(Dataset items)
_ _ _ _ _

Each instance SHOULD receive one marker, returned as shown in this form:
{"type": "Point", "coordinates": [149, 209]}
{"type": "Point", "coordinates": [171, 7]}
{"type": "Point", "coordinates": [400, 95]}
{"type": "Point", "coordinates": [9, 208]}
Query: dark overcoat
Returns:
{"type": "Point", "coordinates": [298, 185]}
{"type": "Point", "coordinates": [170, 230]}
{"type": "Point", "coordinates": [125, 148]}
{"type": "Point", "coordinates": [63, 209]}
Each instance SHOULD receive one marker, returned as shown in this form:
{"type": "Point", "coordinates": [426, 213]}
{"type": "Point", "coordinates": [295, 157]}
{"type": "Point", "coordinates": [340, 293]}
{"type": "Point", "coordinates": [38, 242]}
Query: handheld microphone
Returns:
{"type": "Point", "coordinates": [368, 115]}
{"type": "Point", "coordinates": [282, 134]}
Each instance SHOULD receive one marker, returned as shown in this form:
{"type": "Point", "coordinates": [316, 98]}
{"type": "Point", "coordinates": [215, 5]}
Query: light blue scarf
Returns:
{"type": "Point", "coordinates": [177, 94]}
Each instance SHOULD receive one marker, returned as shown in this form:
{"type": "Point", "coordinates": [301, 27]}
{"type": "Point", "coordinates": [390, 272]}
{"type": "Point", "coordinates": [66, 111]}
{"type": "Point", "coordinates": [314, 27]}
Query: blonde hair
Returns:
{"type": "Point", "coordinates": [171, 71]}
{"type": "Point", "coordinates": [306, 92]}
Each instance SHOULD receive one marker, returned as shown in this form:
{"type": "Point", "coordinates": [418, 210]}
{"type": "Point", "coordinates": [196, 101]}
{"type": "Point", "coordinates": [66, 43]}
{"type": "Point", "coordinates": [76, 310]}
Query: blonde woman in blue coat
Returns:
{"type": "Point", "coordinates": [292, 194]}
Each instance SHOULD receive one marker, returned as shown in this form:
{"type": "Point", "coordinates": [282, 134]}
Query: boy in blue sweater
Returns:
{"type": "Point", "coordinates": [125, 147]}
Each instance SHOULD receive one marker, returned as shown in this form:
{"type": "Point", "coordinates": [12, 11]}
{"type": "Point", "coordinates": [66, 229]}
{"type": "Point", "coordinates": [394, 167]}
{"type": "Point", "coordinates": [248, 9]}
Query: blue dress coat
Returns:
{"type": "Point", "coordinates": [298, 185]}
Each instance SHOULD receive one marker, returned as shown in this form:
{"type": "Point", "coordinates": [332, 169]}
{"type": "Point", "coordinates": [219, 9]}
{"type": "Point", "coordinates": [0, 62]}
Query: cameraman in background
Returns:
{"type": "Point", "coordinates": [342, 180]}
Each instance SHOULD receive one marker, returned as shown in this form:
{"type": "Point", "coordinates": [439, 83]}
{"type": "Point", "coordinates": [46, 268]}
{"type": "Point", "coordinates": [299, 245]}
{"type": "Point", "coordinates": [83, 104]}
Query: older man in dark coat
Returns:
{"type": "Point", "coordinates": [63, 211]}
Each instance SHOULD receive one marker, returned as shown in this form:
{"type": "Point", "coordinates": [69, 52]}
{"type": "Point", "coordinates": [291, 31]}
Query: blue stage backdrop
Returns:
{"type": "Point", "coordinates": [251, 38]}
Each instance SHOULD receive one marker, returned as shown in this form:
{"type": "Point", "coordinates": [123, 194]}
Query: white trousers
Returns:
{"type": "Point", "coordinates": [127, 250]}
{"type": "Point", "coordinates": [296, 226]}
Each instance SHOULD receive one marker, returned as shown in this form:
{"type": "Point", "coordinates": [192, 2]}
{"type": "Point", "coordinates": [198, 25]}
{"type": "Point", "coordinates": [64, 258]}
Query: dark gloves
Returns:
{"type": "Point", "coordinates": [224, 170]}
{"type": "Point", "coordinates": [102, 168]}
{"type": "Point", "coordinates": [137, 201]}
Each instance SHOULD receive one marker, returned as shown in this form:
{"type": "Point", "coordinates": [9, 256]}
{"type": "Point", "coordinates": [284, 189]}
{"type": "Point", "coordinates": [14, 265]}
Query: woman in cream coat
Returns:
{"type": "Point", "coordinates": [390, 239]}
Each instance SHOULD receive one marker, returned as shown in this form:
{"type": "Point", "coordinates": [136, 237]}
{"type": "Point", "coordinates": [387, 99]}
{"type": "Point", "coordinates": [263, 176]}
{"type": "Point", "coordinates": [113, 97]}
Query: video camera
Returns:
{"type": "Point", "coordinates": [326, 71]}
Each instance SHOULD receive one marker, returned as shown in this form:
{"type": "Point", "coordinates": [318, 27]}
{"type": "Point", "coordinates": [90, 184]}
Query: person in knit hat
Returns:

_ _ _ _ _

WHAT THIS TASK INVOLVES: In the lines above, spot each one that contains the word "dark" and copy it.

SOLUTION BELOW:
Query: dark overcoat
Query: older man in dark coat
Query: dark gloves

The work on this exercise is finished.